Segment Open

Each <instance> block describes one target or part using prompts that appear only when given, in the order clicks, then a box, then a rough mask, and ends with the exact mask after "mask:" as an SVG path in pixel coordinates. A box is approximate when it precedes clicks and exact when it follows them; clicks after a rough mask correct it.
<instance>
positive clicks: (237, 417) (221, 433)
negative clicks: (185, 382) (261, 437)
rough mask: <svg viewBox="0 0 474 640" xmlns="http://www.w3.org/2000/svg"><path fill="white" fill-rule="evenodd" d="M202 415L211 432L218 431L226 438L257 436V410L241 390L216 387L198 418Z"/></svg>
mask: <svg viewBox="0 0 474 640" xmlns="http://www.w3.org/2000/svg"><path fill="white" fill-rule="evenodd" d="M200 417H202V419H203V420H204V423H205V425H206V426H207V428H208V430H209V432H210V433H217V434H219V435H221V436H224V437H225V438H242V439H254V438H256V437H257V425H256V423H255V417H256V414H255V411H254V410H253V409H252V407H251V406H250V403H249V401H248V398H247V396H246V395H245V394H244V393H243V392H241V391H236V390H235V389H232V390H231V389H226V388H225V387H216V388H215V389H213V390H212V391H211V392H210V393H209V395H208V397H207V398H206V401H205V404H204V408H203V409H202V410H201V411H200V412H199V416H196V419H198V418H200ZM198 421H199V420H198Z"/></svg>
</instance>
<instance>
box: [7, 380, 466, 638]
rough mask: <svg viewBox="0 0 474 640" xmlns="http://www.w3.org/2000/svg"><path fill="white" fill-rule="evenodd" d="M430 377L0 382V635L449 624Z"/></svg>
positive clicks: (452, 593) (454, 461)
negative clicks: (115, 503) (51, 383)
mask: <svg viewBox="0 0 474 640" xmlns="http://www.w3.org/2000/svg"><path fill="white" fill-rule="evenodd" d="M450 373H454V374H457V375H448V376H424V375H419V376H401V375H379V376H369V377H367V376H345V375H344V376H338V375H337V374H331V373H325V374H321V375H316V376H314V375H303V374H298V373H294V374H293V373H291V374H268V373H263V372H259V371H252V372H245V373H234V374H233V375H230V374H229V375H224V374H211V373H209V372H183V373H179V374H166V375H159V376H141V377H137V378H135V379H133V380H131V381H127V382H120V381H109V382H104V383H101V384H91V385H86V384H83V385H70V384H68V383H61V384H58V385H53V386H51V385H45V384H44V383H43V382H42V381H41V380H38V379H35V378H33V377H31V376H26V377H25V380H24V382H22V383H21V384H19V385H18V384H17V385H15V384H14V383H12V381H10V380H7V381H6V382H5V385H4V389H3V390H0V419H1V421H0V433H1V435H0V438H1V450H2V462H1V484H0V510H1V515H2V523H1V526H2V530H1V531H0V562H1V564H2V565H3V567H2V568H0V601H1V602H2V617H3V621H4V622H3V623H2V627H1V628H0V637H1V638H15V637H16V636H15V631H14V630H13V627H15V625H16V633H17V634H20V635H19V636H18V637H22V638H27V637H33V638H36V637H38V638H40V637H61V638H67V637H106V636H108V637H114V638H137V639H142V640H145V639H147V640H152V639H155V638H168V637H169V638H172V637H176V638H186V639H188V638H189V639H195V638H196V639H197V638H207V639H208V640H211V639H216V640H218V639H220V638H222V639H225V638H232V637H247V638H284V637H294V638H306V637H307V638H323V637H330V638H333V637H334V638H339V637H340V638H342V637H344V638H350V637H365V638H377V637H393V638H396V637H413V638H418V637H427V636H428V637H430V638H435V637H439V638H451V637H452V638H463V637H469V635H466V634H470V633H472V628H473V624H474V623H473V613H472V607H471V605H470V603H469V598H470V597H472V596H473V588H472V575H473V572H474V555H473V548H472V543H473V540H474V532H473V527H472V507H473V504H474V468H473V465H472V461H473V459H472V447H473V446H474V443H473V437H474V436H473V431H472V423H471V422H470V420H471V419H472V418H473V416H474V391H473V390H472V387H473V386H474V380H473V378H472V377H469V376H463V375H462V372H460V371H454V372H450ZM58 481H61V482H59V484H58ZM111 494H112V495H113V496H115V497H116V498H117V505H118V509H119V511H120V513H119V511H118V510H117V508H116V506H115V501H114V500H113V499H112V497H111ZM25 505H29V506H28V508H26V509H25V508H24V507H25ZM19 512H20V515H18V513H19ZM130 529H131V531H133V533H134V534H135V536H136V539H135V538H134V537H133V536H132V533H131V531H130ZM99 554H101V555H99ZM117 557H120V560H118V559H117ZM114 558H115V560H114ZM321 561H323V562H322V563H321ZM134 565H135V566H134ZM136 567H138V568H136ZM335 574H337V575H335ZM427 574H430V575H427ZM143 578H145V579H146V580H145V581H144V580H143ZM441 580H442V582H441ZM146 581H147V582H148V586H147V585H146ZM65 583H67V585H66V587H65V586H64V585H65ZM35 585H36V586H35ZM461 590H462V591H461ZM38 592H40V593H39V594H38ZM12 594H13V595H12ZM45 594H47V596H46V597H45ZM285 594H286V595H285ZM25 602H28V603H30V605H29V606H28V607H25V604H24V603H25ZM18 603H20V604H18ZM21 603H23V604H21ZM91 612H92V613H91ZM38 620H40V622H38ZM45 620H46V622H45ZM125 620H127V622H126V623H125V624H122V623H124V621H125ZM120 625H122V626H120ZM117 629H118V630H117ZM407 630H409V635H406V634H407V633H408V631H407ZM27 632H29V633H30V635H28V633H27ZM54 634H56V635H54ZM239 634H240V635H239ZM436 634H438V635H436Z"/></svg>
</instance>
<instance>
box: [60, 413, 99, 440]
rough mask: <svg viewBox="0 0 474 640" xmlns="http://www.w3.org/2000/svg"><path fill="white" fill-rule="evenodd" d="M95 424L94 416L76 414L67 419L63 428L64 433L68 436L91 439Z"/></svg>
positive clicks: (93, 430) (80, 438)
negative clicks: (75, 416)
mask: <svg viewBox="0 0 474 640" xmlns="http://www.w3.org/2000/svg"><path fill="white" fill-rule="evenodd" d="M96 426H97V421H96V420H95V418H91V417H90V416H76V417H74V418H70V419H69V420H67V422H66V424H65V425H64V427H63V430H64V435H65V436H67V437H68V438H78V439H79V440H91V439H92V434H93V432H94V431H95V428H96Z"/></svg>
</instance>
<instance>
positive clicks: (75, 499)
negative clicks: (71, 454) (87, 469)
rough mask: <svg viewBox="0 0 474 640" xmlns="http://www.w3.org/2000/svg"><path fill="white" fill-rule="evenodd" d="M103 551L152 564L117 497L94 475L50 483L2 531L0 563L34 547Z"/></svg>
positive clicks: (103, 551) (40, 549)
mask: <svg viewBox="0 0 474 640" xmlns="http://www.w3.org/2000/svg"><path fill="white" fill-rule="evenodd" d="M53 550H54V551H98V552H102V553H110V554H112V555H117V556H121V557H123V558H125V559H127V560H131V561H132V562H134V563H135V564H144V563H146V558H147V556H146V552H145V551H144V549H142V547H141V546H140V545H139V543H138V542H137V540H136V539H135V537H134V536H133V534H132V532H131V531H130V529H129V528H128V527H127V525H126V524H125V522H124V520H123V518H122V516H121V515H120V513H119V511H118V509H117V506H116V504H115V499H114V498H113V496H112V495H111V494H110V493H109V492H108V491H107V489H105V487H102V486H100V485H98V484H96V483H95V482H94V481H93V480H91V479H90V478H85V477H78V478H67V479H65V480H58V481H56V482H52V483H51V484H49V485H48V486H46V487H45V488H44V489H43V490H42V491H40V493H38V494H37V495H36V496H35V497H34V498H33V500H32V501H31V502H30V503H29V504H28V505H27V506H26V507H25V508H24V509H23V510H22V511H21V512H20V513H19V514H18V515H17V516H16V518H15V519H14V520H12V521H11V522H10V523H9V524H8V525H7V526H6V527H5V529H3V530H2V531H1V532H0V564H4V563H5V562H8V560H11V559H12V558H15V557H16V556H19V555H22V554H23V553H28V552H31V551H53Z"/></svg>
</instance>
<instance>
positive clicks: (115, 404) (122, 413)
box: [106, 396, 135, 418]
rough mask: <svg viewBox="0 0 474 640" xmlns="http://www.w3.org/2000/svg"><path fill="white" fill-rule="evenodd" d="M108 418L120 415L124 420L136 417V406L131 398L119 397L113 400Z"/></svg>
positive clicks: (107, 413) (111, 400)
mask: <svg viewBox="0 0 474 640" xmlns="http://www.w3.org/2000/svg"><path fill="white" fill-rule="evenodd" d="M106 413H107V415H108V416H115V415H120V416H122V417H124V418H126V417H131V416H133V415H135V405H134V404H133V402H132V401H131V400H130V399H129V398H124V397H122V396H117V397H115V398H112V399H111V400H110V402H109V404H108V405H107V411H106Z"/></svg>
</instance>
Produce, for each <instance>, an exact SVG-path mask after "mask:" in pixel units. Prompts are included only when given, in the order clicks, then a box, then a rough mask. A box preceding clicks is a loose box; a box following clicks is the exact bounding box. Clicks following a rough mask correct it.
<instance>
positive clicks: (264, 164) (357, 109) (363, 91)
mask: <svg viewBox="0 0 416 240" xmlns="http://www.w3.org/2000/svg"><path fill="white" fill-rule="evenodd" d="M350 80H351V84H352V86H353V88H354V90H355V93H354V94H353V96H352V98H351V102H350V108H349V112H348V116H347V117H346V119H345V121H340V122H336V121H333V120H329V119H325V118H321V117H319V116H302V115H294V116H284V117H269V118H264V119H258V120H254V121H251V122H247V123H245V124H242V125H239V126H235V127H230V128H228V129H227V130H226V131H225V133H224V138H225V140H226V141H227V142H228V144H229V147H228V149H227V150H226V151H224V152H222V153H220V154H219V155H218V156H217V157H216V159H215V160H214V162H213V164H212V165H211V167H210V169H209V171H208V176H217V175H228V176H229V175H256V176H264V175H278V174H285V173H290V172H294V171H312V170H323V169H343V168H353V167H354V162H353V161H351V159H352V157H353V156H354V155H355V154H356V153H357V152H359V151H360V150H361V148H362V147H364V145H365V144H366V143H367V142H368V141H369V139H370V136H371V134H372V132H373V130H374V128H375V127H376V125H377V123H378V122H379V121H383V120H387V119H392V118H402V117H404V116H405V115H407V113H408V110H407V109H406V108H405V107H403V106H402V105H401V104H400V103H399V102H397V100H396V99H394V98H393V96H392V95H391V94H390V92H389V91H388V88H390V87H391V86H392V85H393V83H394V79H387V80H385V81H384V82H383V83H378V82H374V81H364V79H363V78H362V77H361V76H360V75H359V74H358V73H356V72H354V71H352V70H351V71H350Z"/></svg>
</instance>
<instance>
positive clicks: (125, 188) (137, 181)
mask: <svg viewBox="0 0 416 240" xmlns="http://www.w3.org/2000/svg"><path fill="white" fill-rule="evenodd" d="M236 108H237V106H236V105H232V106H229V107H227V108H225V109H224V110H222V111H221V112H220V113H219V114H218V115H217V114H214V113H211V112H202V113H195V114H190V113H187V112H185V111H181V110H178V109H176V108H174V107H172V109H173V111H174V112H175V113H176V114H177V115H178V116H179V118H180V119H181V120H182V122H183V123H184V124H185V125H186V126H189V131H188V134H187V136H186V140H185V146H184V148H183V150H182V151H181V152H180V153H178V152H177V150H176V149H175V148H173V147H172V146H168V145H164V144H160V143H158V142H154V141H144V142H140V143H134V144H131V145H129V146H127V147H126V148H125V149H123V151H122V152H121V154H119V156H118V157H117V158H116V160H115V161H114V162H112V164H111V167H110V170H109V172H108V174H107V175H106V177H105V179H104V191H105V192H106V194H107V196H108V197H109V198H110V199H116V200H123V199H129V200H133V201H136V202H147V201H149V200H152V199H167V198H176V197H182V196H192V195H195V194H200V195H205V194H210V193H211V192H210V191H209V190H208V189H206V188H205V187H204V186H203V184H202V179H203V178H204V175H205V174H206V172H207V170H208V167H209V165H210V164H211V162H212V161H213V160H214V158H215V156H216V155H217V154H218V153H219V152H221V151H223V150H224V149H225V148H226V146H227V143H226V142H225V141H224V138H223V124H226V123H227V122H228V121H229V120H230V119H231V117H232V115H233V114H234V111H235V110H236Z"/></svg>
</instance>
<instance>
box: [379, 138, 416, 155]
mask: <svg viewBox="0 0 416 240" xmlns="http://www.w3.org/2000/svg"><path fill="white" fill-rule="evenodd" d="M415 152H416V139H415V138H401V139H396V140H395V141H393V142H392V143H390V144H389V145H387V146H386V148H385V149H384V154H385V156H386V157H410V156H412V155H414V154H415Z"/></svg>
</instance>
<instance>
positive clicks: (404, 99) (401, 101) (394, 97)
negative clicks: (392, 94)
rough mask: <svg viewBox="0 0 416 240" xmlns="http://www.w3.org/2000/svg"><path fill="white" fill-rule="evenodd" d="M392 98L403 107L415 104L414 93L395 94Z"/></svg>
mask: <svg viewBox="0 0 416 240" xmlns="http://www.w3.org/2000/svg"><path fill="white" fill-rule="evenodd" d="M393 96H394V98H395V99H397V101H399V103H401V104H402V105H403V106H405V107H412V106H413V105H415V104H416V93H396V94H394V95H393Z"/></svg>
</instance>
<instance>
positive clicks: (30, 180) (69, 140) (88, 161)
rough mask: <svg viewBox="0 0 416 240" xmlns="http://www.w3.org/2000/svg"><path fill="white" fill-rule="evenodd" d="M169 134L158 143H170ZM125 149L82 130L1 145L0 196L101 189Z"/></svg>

Segment Closed

_WORK INSTRUCTIONS_.
Find every line in the records above that contains the string "negative", and copy each of those lines in full.

_TASK RESULT_.
negative clicks: (185, 382) (261, 437)
negative clicks: (115, 503) (51, 383)
negative clicks: (75, 416)
negative clicks: (71, 454) (87, 469)
negative clicks: (392, 94)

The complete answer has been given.